PASSAGE
* * * * *
I found out about Lucrecia Martel by chance on a late Sunday evening at the Brooklyn Heights Cinema. Sometimes the beauty about not going to film school is that you can be surprised every time you discover something great, even though everyone else knows about it.  The filmmaker herself, from Buenos Aires Argentina, claims that she is self taught, which made me feel relevant.  Her debut film “La Ciénaga” 2001 has received major international recognition, winning awards at Sundance and Berlin, followed by “The Holly Girl” 2004 shown at Cannes where she was also jury member in 2006.

Her 7mn experimental film “Muta” stood out in a program of dark shorts at the 16th Brooklyn Film Festival.  For a 10 O’clock screening on a full moon, you can handle some pretty ruff stuff, but the sixty years old woman from the neighborhood sitting next to me, who came by herself with her own ice-cream, said that “it was brutal”.  Well, I thought the rest of the program wasn’t uplifting.  Not really a fan about conceptual furniture stories (DIY Love Seat) or health threatening visual masturbation (Love Hitch), I liked the New Zealand short “Plural” directed by Dan Inglis.  I thought it was unpretentious and the visual development was pleasing, especially after you read what it was supposed to be about.
* * * * *
SET TASK 1
In the review, what reasons does the writer give for liking "Plural"?

GIVEN RECORDS
* * * * *
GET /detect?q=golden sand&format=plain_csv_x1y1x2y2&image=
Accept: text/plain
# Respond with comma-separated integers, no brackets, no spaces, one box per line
* * * * *
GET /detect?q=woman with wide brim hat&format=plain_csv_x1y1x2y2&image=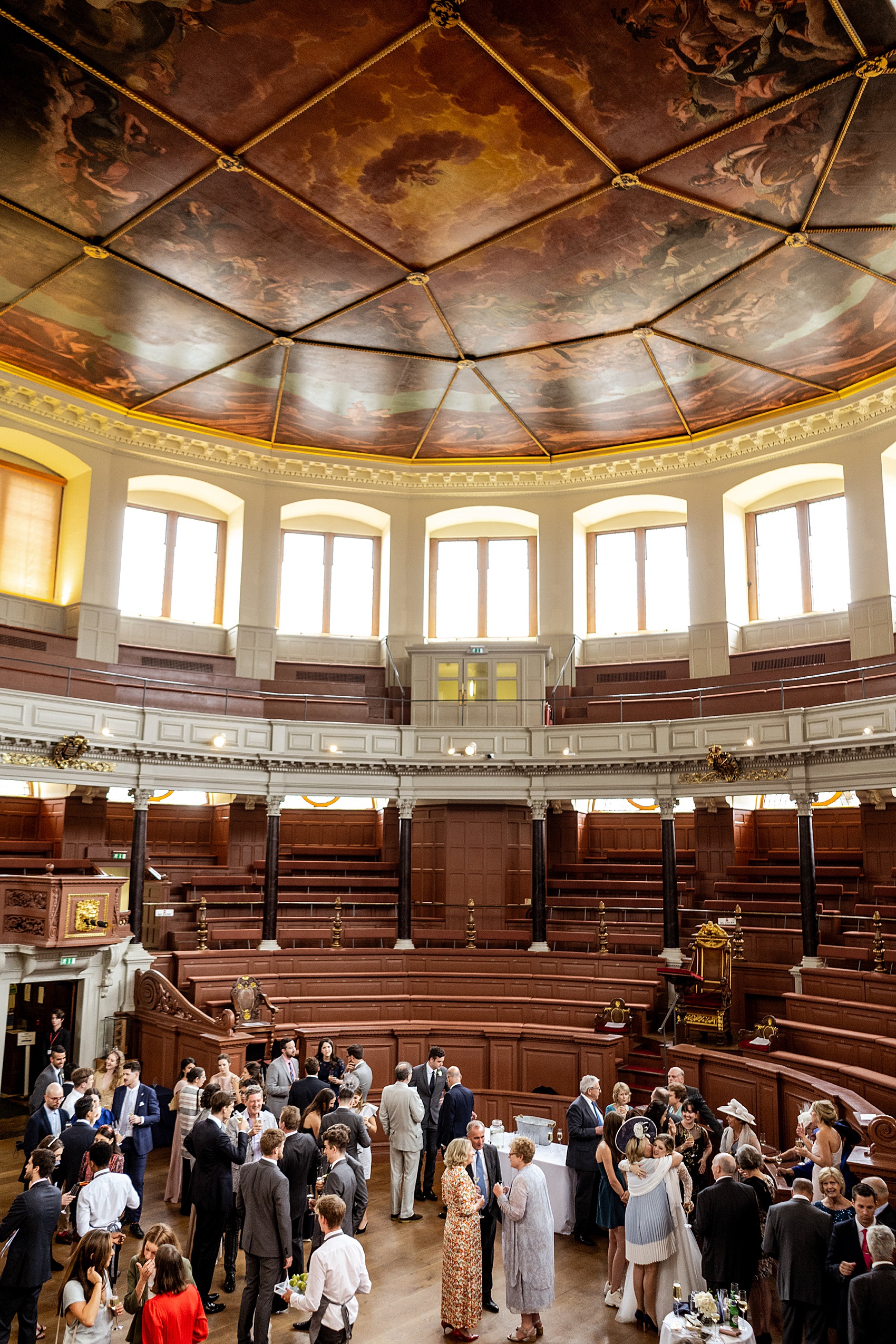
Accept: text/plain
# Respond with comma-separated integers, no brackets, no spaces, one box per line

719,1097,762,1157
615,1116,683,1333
* * * * *
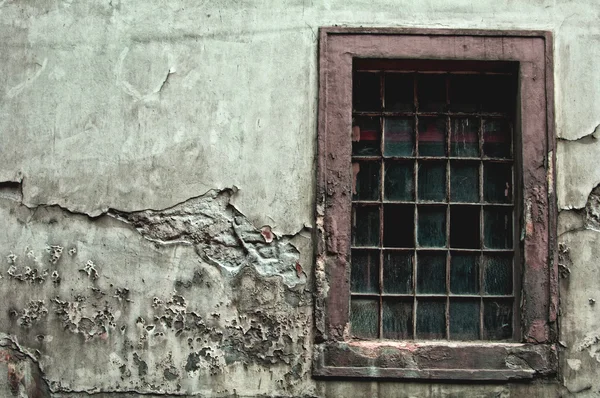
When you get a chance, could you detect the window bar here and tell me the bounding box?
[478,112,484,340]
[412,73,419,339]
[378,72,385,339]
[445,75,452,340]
* * * * *
SET TASK 2
Please shift the bounding box coordinates in the rows by adding 90 to every number, then write those rows out again with the request line kept unchanged. Begin at the row that has "When you get" and stop after the row that has "[445,75,452,340]". Give only those rows.

FINISHED ANSWER 1
The writer found it unpretentious and its visual development pleasing, especially after reading what it was supposed to be about.

FINISHED ANSWER 2
When you get a chance, could you detect the window bar here and tell me the bounding box?
[568,202,574,430]
[502,163,509,429]
[468,162,475,429]
[535,165,542,430]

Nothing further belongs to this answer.